_SEU OBJETIVO:_
Conte quantas linhas dos itens abaixo contêm a palavra "plant". Responda somente com esse número.

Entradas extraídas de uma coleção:
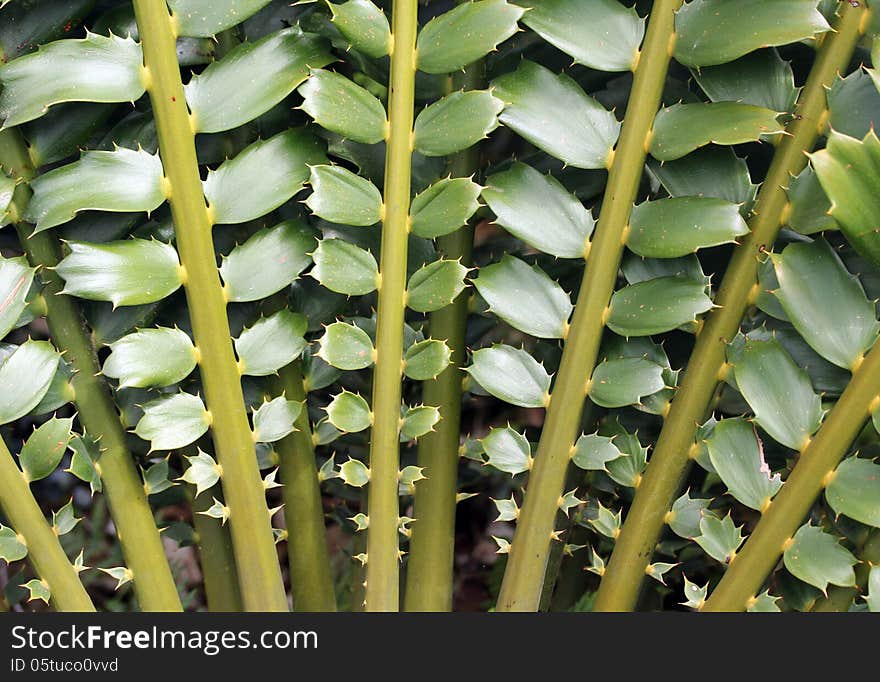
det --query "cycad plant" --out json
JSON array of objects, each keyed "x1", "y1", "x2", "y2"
[{"x1": 0, "y1": 0, "x2": 880, "y2": 611}]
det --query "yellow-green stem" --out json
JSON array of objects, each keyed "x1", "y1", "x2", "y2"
[
  {"x1": 0, "y1": 129, "x2": 182, "y2": 611},
  {"x1": 594, "y1": 1, "x2": 866, "y2": 611},
  {"x1": 366, "y1": 0, "x2": 418, "y2": 611},
  {"x1": 701, "y1": 344, "x2": 880, "y2": 611},
  {"x1": 271, "y1": 360, "x2": 336, "y2": 611},
  {"x1": 498, "y1": 0, "x2": 681, "y2": 611},
  {"x1": 404, "y1": 61, "x2": 485, "y2": 611},
  {"x1": 0, "y1": 439, "x2": 95, "y2": 611},
  {"x1": 134, "y1": 0, "x2": 287, "y2": 611}
]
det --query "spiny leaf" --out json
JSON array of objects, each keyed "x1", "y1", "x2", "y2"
[
  {"x1": 626, "y1": 197, "x2": 749, "y2": 258},
  {"x1": 0, "y1": 33, "x2": 144, "y2": 129},
  {"x1": 184, "y1": 28, "x2": 334, "y2": 133},
  {"x1": 0, "y1": 340, "x2": 61, "y2": 424},
  {"x1": 474, "y1": 254, "x2": 573, "y2": 339},
  {"x1": 327, "y1": 0, "x2": 391, "y2": 59},
  {"x1": 299, "y1": 69, "x2": 387, "y2": 144},
  {"x1": 480, "y1": 426, "x2": 532, "y2": 476},
  {"x1": 607, "y1": 277, "x2": 712, "y2": 336},
  {"x1": 235, "y1": 310, "x2": 308, "y2": 376},
  {"x1": 406, "y1": 260, "x2": 467, "y2": 313},
  {"x1": 203, "y1": 128, "x2": 327, "y2": 224},
  {"x1": 220, "y1": 220, "x2": 315, "y2": 303},
  {"x1": 56, "y1": 239, "x2": 181, "y2": 306},
  {"x1": 771, "y1": 239, "x2": 880, "y2": 369},
  {"x1": 465, "y1": 345, "x2": 550, "y2": 407},
  {"x1": 305, "y1": 166, "x2": 382, "y2": 226},
  {"x1": 18, "y1": 417, "x2": 73, "y2": 481},
  {"x1": 318, "y1": 322, "x2": 374, "y2": 370},
  {"x1": 254, "y1": 396, "x2": 303, "y2": 443},
  {"x1": 410, "y1": 178, "x2": 483, "y2": 239},
  {"x1": 825, "y1": 457, "x2": 880, "y2": 528},
  {"x1": 134, "y1": 393, "x2": 211, "y2": 451},
  {"x1": 24, "y1": 147, "x2": 165, "y2": 232},
  {"x1": 413, "y1": 87, "x2": 504, "y2": 156},
  {"x1": 783, "y1": 524, "x2": 858, "y2": 593},
  {"x1": 650, "y1": 102, "x2": 785, "y2": 161},
  {"x1": 706, "y1": 419, "x2": 782, "y2": 511},
  {"x1": 674, "y1": 0, "x2": 830, "y2": 66},
  {"x1": 492, "y1": 60, "x2": 620, "y2": 168},
  {"x1": 517, "y1": 0, "x2": 645, "y2": 71},
  {"x1": 483, "y1": 163, "x2": 596, "y2": 258},
  {"x1": 309, "y1": 239, "x2": 379, "y2": 296},
  {"x1": 101, "y1": 327, "x2": 196, "y2": 388},
  {"x1": 416, "y1": 0, "x2": 524, "y2": 73}
]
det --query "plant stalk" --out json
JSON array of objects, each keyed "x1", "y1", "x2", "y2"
[
  {"x1": 498, "y1": 0, "x2": 682, "y2": 611},
  {"x1": 0, "y1": 439, "x2": 95, "y2": 612},
  {"x1": 0, "y1": 129, "x2": 182, "y2": 611},
  {"x1": 134, "y1": 0, "x2": 287, "y2": 611},
  {"x1": 366, "y1": 0, "x2": 418, "y2": 611},
  {"x1": 404, "y1": 61, "x2": 485, "y2": 611},
  {"x1": 595, "y1": 2, "x2": 866, "y2": 611}
]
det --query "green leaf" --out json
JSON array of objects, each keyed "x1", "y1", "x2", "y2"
[
  {"x1": 480, "y1": 426, "x2": 532, "y2": 476},
  {"x1": 180, "y1": 450, "x2": 223, "y2": 497},
  {"x1": 184, "y1": 27, "x2": 334, "y2": 133},
  {"x1": 0, "y1": 523, "x2": 27, "y2": 564},
  {"x1": 220, "y1": 220, "x2": 315, "y2": 303},
  {"x1": 324, "y1": 390, "x2": 373, "y2": 433},
  {"x1": 650, "y1": 102, "x2": 785, "y2": 161},
  {"x1": 204, "y1": 128, "x2": 327, "y2": 224},
  {"x1": 626, "y1": 197, "x2": 749, "y2": 258},
  {"x1": 101, "y1": 327, "x2": 196, "y2": 388},
  {"x1": 474, "y1": 254, "x2": 573, "y2": 339},
  {"x1": 783, "y1": 524, "x2": 858, "y2": 593},
  {"x1": 235, "y1": 310, "x2": 308, "y2": 376},
  {"x1": 587, "y1": 358, "x2": 665, "y2": 407},
  {"x1": 18, "y1": 417, "x2": 73, "y2": 481},
  {"x1": 673, "y1": 0, "x2": 830, "y2": 66},
  {"x1": 400, "y1": 405, "x2": 440, "y2": 441},
  {"x1": 305, "y1": 166, "x2": 382, "y2": 227},
  {"x1": 810, "y1": 130, "x2": 880, "y2": 265},
  {"x1": 416, "y1": 0, "x2": 524, "y2": 73},
  {"x1": 571, "y1": 433, "x2": 625, "y2": 471},
  {"x1": 0, "y1": 256, "x2": 35, "y2": 339},
  {"x1": 56, "y1": 239, "x2": 181, "y2": 307},
  {"x1": 24, "y1": 147, "x2": 165, "y2": 232},
  {"x1": 0, "y1": 340, "x2": 61, "y2": 424},
  {"x1": 517, "y1": 0, "x2": 645, "y2": 71},
  {"x1": 299, "y1": 69, "x2": 388, "y2": 144},
  {"x1": 409, "y1": 178, "x2": 483, "y2": 239},
  {"x1": 607, "y1": 277, "x2": 712, "y2": 336},
  {"x1": 694, "y1": 514, "x2": 743, "y2": 564},
  {"x1": 413, "y1": 90, "x2": 504, "y2": 156},
  {"x1": 483, "y1": 163, "x2": 596, "y2": 258},
  {"x1": 134, "y1": 393, "x2": 211, "y2": 452},
  {"x1": 771, "y1": 239, "x2": 880, "y2": 369},
  {"x1": 254, "y1": 396, "x2": 303, "y2": 443},
  {"x1": 403, "y1": 339, "x2": 452, "y2": 381},
  {"x1": 465, "y1": 344, "x2": 550, "y2": 407},
  {"x1": 318, "y1": 322, "x2": 375, "y2": 370},
  {"x1": 705, "y1": 419, "x2": 782, "y2": 511},
  {"x1": 167, "y1": 0, "x2": 271, "y2": 38},
  {"x1": 727, "y1": 336, "x2": 822, "y2": 450},
  {"x1": 309, "y1": 239, "x2": 379, "y2": 296},
  {"x1": 0, "y1": 33, "x2": 144, "y2": 129},
  {"x1": 825, "y1": 457, "x2": 880, "y2": 528},
  {"x1": 492, "y1": 60, "x2": 620, "y2": 168},
  {"x1": 693, "y1": 49, "x2": 798, "y2": 112},
  {"x1": 406, "y1": 260, "x2": 468, "y2": 313},
  {"x1": 327, "y1": 0, "x2": 391, "y2": 59}
]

_RESPOSTA DO EXERCÍCIO:_
2